## EXCERPTED TEXT
################
Well, it may just be me, but I've never been able to beat the lizardmen without using something massive (emperor fire dragon for instance). Their basic infantry are just so tough! And they can be very customisable with spawnings, and more so with the sacred spawning lists. I believe that they are still a competative list.


----------



## Falsegods (Jun 9, 2008)

The Lizardmen Codex is in my mind the one of the best and most balanced Army Books in the game. Their combat units are expensive, but a block of Saurus has staying power that few other armies can match. Their magic is justly priced, varied, useful, and characterful. And with the exception of the crapy new Saurus Cold One Riders they have one of my favorite overall minature ranges in the games. Less than a month ago I put aside my new Shiny High Elves, and took my friend out for a whooping with my lizards. In short the Lizardman Army Book is still very competitive.


----------



## Snorri O'dubhda (May 14, 2008)

I still think that older armies can always compete. I think that the only problem is that you have to ajust your tactics and choices to suit how newer armies play. New armies always seem more powerful when they first come out but with some thought and by adapting your style your army will compete fine.


----------



## Green Knight (Feb 25, 2008)

I think lizardmen can still compete, you have powerful combat with ace magic


----------



## Beaky (Dec 15, 2006)

I play Lizardmen, and I reckon there's one thing they're missing-their own Lore of Magic.


----------
################
## DATA RECORDS
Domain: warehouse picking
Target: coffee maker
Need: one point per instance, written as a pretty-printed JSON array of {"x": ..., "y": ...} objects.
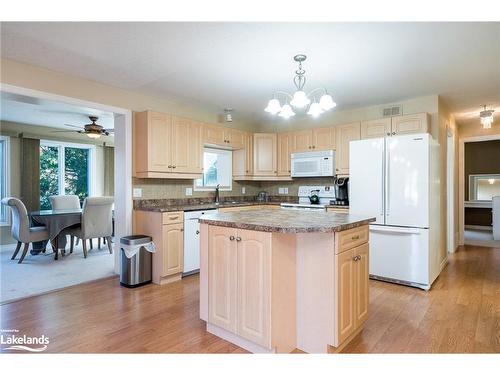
[{"x": 341, "y": 185}]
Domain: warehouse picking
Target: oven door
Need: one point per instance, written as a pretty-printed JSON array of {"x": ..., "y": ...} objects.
[{"x": 306, "y": 167}]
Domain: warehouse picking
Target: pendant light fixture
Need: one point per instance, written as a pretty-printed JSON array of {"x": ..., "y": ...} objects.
[
  {"x": 300, "y": 100},
  {"x": 486, "y": 117}
]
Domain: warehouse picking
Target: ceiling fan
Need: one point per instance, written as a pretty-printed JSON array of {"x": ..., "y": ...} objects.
[{"x": 92, "y": 130}]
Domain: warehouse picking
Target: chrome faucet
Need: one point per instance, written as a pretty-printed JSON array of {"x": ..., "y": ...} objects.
[{"x": 217, "y": 195}]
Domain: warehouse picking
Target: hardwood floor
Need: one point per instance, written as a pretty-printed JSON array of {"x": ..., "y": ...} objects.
[{"x": 460, "y": 314}]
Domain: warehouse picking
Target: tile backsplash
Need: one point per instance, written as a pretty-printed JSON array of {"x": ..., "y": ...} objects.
[{"x": 175, "y": 189}]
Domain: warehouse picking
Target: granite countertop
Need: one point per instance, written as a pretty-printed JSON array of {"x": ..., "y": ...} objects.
[{"x": 287, "y": 221}]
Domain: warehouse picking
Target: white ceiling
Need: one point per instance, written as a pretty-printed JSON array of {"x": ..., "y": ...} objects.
[
  {"x": 41, "y": 112},
  {"x": 239, "y": 65}
]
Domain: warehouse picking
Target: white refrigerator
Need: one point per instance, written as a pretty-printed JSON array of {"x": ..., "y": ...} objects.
[{"x": 396, "y": 180}]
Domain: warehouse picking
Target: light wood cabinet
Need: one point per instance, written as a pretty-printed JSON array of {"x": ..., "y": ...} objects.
[
  {"x": 408, "y": 124},
  {"x": 243, "y": 159},
  {"x": 166, "y": 146},
  {"x": 352, "y": 293},
  {"x": 345, "y": 134},
  {"x": 284, "y": 154},
  {"x": 317, "y": 139},
  {"x": 167, "y": 232},
  {"x": 265, "y": 154},
  {"x": 376, "y": 128},
  {"x": 254, "y": 287},
  {"x": 222, "y": 282},
  {"x": 324, "y": 139},
  {"x": 245, "y": 270}
]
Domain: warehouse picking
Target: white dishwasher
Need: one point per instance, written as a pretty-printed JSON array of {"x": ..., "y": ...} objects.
[{"x": 192, "y": 241}]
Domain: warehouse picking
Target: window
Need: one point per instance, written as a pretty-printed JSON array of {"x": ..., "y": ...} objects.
[
  {"x": 4, "y": 177},
  {"x": 483, "y": 187},
  {"x": 217, "y": 169},
  {"x": 65, "y": 168}
]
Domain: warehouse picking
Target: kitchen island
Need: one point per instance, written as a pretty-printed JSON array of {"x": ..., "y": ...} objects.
[{"x": 278, "y": 280}]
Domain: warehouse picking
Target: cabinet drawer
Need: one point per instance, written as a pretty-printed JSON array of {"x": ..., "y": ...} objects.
[
  {"x": 172, "y": 217},
  {"x": 351, "y": 238}
]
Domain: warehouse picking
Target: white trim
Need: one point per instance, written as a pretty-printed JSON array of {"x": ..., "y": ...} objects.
[
  {"x": 123, "y": 155},
  {"x": 7, "y": 161},
  {"x": 461, "y": 179}
]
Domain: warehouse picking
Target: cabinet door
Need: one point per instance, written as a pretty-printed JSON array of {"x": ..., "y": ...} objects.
[
  {"x": 265, "y": 154},
  {"x": 159, "y": 142},
  {"x": 345, "y": 134},
  {"x": 376, "y": 128},
  {"x": 254, "y": 287},
  {"x": 186, "y": 146},
  {"x": 222, "y": 268},
  {"x": 344, "y": 296},
  {"x": 236, "y": 138},
  {"x": 213, "y": 135},
  {"x": 302, "y": 141},
  {"x": 361, "y": 284},
  {"x": 173, "y": 248},
  {"x": 324, "y": 139},
  {"x": 284, "y": 151},
  {"x": 408, "y": 124}
]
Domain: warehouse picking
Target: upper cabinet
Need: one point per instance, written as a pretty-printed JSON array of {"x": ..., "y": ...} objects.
[
  {"x": 318, "y": 139},
  {"x": 220, "y": 136},
  {"x": 166, "y": 146},
  {"x": 265, "y": 154},
  {"x": 284, "y": 152},
  {"x": 407, "y": 124},
  {"x": 345, "y": 134}
]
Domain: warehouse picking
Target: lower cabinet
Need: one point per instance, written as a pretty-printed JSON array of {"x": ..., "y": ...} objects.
[
  {"x": 351, "y": 297},
  {"x": 241, "y": 283}
]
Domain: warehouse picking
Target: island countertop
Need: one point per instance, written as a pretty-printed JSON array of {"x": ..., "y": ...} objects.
[{"x": 287, "y": 220}]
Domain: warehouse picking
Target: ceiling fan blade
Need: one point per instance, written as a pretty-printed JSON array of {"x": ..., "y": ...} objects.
[{"x": 75, "y": 126}]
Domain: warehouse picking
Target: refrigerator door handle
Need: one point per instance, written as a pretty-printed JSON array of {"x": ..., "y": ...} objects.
[{"x": 395, "y": 230}]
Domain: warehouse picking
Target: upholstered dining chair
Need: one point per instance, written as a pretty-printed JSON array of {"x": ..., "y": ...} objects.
[
  {"x": 21, "y": 229},
  {"x": 97, "y": 216}
]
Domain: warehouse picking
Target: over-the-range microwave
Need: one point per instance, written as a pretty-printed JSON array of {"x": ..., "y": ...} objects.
[{"x": 313, "y": 164}]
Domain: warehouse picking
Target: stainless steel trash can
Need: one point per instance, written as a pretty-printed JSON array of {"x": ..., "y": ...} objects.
[{"x": 135, "y": 271}]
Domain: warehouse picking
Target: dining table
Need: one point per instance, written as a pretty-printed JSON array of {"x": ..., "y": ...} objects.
[{"x": 56, "y": 221}]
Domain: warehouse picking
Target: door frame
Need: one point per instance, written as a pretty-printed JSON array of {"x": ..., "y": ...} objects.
[
  {"x": 123, "y": 156},
  {"x": 461, "y": 179}
]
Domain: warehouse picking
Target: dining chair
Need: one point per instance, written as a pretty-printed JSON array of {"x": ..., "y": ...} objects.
[
  {"x": 21, "y": 230},
  {"x": 97, "y": 215}
]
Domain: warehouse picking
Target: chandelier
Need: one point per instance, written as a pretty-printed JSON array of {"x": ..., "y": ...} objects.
[
  {"x": 486, "y": 117},
  {"x": 313, "y": 103}
]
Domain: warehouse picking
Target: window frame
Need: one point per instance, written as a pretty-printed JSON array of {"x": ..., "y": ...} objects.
[
  {"x": 62, "y": 168},
  {"x": 212, "y": 188},
  {"x": 473, "y": 184},
  {"x": 6, "y": 181}
]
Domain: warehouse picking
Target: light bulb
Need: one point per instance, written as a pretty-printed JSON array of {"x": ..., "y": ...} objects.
[
  {"x": 300, "y": 99},
  {"x": 273, "y": 106},
  {"x": 286, "y": 112},
  {"x": 326, "y": 102},
  {"x": 315, "y": 110}
]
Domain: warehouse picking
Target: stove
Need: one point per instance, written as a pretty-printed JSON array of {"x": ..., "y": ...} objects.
[{"x": 324, "y": 193}]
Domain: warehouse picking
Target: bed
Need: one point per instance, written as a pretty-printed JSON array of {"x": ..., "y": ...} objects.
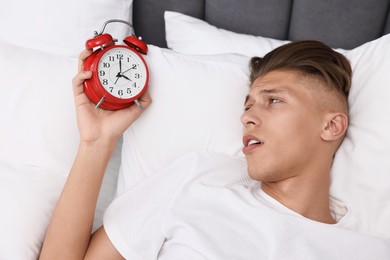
[{"x": 211, "y": 39}]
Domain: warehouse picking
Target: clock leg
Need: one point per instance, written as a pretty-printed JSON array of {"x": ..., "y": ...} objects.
[{"x": 138, "y": 104}]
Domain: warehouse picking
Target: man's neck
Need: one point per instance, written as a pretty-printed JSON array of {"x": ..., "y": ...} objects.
[{"x": 308, "y": 197}]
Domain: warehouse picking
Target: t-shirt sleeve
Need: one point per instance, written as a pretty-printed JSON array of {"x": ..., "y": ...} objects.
[{"x": 134, "y": 221}]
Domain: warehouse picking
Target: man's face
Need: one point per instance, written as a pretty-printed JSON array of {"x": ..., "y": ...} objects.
[{"x": 282, "y": 125}]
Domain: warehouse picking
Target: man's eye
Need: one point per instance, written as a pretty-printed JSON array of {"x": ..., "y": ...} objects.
[
  {"x": 274, "y": 100},
  {"x": 246, "y": 108}
]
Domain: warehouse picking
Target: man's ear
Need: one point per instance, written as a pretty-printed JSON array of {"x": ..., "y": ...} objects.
[{"x": 335, "y": 126}]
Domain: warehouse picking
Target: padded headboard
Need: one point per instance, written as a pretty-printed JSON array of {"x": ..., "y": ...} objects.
[{"x": 338, "y": 23}]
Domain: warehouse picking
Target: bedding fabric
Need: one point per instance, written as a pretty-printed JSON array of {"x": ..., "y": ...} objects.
[
  {"x": 199, "y": 207},
  {"x": 39, "y": 140},
  {"x": 361, "y": 170},
  {"x": 197, "y": 104},
  {"x": 60, "y": 27}
]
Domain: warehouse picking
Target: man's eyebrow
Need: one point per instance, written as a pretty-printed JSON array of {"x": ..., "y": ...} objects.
[{"x": 266, "y": 91}]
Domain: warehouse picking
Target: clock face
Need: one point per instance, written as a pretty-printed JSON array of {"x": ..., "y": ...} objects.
[{"x": 122, "y": 72}]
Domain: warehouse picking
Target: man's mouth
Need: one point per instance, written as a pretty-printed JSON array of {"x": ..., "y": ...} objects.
[
  {"x": 250, "y": 140},
  {"x": 253, "y": 142},
  {"x": 250, "y": 143}
]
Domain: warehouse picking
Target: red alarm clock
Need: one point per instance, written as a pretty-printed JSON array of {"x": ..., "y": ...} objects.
[{"x": 119, "y": 72}]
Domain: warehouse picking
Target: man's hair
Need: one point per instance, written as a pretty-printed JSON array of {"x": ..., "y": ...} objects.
[{"x": 313, "y": 58}]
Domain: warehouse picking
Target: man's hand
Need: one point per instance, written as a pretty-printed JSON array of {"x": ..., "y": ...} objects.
[{"x": 96, "y": 124}]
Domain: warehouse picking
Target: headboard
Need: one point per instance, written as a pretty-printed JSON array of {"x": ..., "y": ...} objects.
[{"x": 340, "y": 24}]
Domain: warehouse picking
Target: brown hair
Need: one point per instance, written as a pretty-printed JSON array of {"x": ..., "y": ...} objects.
[{"x": 310, "y": 57}]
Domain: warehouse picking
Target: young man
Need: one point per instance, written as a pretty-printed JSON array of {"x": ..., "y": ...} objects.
[{"x": 273, "y": 205}]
################
## SET PROBLEM
Reproduce the forum posts about the Lizardmen army in full, word for word. The listing has nothing to do with the forum posts about the Lizardmen army.

## OUTPUT FOR THIS EXERCISE
Well, it may just be me, but I've never been able to beat the lizardmen without using something massive (emperor fire dragon for instance). Their basic infantry are just so tough! And they can be very customisable with spawnings, and more so with the sacred spawning lists. I believe that they are still a competative list.


----------



## Falsegods (Jun 9, 2008)

The Lizardmen Codex is in my mind the one of the best and most balanced Army Books in the game. Their combat units are expensive, but a block of Saurus has staying power that few other armies can match. Their magic is justly priced, varied, useful, and characterful. And with the exception of the crapy new Saurus Cold One Riders they have one of my favorite overall minature ranges in the games. Less than a month ago I put aside my new Shiny High Elves, and took my friend out for a whooping with my lizards. In short the Lizardman Army Book is still very competitive.


----------



## Snorri O'dubhda (May 14, 2008)

I still think that older armies can always compete. I think that the only problem is that you have to ajust your tactics and choices to suit how newer armies play. New armies always seem more powerful when they first come out but with some thought and by adapting your style your army will compete fine.


----------



## Green Knight (Feb 25, 2008)

I think lizardmen can still compete, you have powerful combat with ace magic


----------



## Beaky (Dec 15, 2006)

I play Lizardmen, and I reckon there's one thing they're missing-their own Lore of Magic.


----------